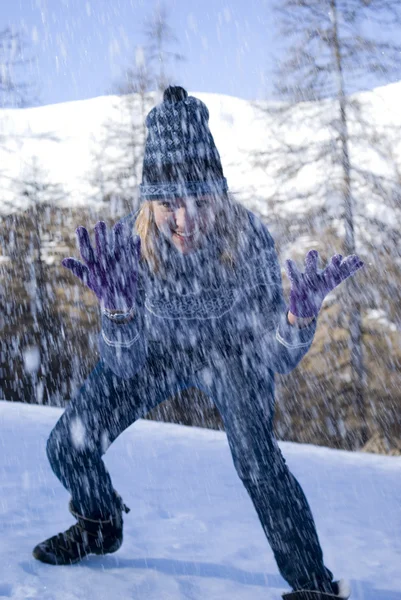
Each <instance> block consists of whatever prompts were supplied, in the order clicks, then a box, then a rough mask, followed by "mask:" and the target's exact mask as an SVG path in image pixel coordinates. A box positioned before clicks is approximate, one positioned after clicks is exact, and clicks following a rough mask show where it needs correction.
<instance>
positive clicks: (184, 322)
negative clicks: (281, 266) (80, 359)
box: [99, 211, 316, 379]
mask: <svg viewBox="0 0 401 600" xmlns="http://www.w3.org/2000/svg"><path fill="white" fill-rule="evenodd" d="M135 217H136V215H135V214H132V215H129V216H128V217H126V218H125V219H124V221H125V222H126V224H128V226H129V227H130V228H131V229H133V227H134V223H135ZM248 218H249V223H248V226H247V228H246V229H245V231H243V232H241V236H240V246H239V251H238V256H237V259H236V263H235V266H234V268H229V267H227V266H224V265H222V264H221V262H220V261H219V258H218V255H219V242H218V240H214V241H210V243H208V244H207V245H206V246H205V247H203V248H201V249H199V250H197V251H195V252H192V253H190V254H188V255H182V254H180V253H179V252H178V250H176V249H175V248H174V247H173V246H172V245H170V244H169V243H168V242H165V244H168V245H169V248H167V246H166V248H167V249H168V252H167V253H163V257H165V261H167V264H166V267H167V268H166V275H165V278H163V277H162V276H157V275H155V274H154V273H152V272H151V271H150V269H149V267H148V266H147V265H146V263H145V261H141V262H140V269H139V274H138V291H137V298H136V302H135V316H134V318H133V319H132V321H130V322H129V323H125V324H117V323H115V322H113V321H111V320H110V319H109V318H108V317H107V316H106V315H104V314H102V331H101V334H100V342H99V348H100V354H101V359H102V360H103V361H104V362H105V363H106V364H107V365H108V366H109V367H110V369H111V370H112V371H113V372H114V373H115V374H116V375H118V376H120V377H123V378H124V379H128V378H131V377H133V376H134V375H135V373H136V372H137V371H138V370H139V369H140V368H141V366H142V365H143V364H144V363H145V361H146V359H147V355H148V353H149V352H150V351H151V352H152V355H156V356H157V355H158V354H159V355H160V357H165V356H167V355H168V356H170V357H171V360H172V364H173V365H176V367H177V368H178V369H179V368H184V366H185V367H187V368H188V369H189V370H192V371H195V370H196V369H198V368H201V367H202V366H204V365H207V364H208V363H209V362H211V361H213V363H215V362H216V361H218V360H224V359H228V358H229V357H230V356H232V355H233V354H239V355H241V354H243V353H245V352H246V353H251V354H252V353H258V355H259V357H262V360H263V362H264V364H265V365H266V368H267V369H270V370H271V371H272V372H278V373H283V374H285V373H289V372H290V371H291V370H292V369H294V368H295V367H296V366H297V365H298V363H299V362H300V361H301V359H302V358H303V356H304V355H305V354H306V353H307V351H308V350H309V348H310V345H311V344H312V341H313V337H314V334H315V331H316V319H314V320H313V321H312V323H311V324H310V325H308V326H307V327H304V328H302V329H298V328H297V327H296V326H294V325H291V324H290V323H289V322H288V319H287V313H288V307H287V305H286V303H285V301H284V298H283V289H282V281H281V273H280V266H279V263H278V259H277V253H276V251H275V247H274V241H273V238H272V236H271V235H270V233H269V231H268V229H267V228H266V227H265V226H264V225H263V224H262V222H261V221H260V220H259V219H258V218H257V217H256V216H255V215H254V214H253V213H251V212H250V211H248Z"/></svg>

Try it → Lines above that include the string "instance" need to be copied.

Output for this exercise →
Each <instance> block consists of whatever prompts were supplied, in the order clicks, then a box, then a rough mask, followed by "mask:" and the target's exact mask as an SVG path in image pixel coordinates. A box positioned before clicks is approximate, one positioned after clicks is exact, and clicks following a rough mask show where it needs correction.
<instance>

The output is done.